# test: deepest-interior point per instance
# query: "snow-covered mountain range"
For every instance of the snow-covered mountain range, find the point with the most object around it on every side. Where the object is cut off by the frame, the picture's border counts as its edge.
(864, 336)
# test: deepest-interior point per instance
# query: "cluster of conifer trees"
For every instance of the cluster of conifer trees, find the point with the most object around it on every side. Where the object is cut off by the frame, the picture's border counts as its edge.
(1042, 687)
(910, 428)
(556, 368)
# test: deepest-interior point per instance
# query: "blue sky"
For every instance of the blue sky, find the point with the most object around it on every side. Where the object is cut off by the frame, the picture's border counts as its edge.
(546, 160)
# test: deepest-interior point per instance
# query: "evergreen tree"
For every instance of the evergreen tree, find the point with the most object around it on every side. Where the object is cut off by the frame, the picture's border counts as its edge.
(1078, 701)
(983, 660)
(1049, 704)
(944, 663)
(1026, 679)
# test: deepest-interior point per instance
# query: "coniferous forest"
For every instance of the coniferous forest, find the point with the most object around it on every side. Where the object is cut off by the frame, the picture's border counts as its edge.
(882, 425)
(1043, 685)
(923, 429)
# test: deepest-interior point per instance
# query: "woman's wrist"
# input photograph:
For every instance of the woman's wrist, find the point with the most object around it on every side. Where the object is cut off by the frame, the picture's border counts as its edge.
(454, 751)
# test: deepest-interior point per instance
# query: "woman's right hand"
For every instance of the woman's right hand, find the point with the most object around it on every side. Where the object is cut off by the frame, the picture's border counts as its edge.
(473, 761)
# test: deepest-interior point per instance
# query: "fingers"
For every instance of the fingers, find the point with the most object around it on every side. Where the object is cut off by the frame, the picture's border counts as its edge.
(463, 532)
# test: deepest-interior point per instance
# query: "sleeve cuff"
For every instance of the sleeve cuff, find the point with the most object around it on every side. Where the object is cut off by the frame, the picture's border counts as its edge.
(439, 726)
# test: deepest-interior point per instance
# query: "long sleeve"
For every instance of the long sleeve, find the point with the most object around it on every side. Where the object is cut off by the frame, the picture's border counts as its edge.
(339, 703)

==============================

Exercise description: Would you copy all lines in the records where the string "query" appears?

Result below:
# query: "snow-covered mountain range"
# query: "cluster of conifer trees"
# query: "blue sky"
# query: "evergreen tree"
# query: "coniferous forest"
# query: "woman's wrist"
# query: "woman's right hand"
# query: "fingers"
# query: "sleeve cuff"
# query: "long sleeve"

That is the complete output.